• [Supplied entries]
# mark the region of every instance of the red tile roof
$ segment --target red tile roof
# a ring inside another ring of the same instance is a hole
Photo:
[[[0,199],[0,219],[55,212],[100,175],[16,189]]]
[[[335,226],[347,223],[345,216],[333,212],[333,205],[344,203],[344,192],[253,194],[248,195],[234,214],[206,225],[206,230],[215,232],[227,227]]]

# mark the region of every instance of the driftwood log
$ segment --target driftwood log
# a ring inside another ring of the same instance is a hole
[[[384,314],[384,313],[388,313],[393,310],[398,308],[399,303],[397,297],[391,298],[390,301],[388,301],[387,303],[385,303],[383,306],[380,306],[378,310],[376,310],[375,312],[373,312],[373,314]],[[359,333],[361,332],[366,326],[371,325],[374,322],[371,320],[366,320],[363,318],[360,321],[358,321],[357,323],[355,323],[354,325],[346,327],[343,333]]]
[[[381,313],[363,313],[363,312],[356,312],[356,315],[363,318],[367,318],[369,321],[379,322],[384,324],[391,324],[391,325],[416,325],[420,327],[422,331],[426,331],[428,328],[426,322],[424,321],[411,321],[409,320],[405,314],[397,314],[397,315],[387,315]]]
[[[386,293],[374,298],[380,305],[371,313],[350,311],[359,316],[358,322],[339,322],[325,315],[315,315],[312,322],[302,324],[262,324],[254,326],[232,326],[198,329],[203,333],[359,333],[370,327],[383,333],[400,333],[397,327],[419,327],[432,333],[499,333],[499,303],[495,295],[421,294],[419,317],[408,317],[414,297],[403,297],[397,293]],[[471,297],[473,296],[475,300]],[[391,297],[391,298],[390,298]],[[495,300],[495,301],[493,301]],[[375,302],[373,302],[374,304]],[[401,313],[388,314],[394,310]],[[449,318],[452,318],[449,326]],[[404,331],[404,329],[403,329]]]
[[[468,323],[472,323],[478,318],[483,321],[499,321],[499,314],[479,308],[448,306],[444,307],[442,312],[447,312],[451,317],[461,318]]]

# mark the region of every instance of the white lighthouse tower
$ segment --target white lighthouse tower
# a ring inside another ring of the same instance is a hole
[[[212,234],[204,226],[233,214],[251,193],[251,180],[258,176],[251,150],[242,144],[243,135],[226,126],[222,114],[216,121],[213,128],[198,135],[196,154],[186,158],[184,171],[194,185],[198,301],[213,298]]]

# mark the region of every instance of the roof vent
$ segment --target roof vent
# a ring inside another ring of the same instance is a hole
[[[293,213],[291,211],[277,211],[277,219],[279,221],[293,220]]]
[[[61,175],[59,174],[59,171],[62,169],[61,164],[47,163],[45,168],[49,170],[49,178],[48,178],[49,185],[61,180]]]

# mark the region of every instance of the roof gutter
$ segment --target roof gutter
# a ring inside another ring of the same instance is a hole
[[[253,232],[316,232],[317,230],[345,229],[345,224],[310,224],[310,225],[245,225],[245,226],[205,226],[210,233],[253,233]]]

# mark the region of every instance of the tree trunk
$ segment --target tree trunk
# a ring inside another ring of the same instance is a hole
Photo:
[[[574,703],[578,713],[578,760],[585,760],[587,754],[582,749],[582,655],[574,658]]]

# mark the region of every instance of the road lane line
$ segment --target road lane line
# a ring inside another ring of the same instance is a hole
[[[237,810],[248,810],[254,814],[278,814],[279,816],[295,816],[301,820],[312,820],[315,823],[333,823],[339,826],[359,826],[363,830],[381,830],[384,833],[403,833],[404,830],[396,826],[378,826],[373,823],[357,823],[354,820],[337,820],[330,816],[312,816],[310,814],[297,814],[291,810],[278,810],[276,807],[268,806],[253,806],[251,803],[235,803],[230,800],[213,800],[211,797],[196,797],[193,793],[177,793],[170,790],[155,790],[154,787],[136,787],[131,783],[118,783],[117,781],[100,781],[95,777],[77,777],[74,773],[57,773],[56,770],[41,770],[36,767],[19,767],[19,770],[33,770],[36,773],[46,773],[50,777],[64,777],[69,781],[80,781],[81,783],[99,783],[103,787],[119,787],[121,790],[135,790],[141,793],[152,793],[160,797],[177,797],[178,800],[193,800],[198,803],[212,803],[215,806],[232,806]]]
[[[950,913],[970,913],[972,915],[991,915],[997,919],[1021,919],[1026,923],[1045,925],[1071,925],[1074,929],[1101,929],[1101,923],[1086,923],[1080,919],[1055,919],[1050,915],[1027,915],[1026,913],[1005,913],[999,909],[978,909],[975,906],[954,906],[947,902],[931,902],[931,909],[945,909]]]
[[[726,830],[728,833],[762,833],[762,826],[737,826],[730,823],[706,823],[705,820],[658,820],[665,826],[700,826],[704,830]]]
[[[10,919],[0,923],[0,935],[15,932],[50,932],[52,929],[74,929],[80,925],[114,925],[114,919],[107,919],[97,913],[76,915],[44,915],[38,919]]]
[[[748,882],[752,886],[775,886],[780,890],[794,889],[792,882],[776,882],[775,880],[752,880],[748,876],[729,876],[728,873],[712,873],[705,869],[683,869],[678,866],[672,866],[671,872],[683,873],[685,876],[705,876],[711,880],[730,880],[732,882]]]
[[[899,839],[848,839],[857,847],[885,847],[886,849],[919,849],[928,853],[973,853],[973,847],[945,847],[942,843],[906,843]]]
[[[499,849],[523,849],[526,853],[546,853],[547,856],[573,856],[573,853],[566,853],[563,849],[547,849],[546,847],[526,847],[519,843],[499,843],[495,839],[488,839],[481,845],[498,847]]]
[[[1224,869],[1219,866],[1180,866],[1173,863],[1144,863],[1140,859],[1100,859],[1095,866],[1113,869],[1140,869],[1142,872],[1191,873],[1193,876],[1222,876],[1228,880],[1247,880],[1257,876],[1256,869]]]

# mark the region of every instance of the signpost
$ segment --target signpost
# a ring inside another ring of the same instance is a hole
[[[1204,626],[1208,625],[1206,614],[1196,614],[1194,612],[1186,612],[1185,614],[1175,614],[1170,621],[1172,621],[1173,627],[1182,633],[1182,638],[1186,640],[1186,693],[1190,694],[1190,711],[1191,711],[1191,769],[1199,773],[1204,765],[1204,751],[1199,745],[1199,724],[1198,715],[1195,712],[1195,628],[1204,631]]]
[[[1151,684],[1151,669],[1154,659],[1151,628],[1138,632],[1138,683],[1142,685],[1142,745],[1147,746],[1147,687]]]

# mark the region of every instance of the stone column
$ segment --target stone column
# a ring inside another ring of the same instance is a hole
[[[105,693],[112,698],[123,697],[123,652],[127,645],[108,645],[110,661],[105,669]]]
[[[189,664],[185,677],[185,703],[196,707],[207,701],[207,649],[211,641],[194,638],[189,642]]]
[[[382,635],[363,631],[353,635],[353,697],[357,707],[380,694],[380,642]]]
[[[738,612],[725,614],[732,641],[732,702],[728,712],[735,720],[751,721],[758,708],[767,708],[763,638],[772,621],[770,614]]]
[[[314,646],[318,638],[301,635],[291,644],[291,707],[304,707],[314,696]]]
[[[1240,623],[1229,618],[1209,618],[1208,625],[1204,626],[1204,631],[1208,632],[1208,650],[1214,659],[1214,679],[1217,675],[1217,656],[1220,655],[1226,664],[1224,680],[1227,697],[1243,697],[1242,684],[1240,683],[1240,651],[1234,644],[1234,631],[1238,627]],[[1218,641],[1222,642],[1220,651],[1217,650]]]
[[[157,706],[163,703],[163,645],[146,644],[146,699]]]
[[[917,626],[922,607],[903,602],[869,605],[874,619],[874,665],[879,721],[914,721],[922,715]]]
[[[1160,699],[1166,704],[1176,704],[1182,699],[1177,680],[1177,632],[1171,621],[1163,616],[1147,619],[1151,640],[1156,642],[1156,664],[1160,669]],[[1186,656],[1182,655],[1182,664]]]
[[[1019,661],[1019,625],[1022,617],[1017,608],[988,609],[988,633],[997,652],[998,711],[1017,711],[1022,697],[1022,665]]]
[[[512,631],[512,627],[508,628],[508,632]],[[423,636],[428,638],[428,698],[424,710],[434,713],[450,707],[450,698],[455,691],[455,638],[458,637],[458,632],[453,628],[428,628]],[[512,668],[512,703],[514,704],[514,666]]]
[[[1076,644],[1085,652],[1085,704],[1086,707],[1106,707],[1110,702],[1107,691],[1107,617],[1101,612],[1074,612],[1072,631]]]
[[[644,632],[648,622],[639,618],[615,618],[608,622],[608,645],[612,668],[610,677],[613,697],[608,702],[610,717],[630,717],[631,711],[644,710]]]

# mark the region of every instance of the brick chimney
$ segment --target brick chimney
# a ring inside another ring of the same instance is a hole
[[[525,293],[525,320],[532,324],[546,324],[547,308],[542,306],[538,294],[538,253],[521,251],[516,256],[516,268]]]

• [Job] Starting at the first line of the listing above and ending at the line that contains "[[[0,199],[0,219],[55,212],[100,175],[16,189]]]", with both of those lines included, write out every line again, requests included. Multiply each polygon coordinate in the answers by 2.3 and round to whole numbers, with halves rounded up.

• [Expected answer]
# mark the region of every instance of the red tile roof
$ segment --target red tile roof
# a ring inside another ring of the same instance is a hole
Photo:
[[[0,458],[0,504],[127,488],[230,403],[37,435]]]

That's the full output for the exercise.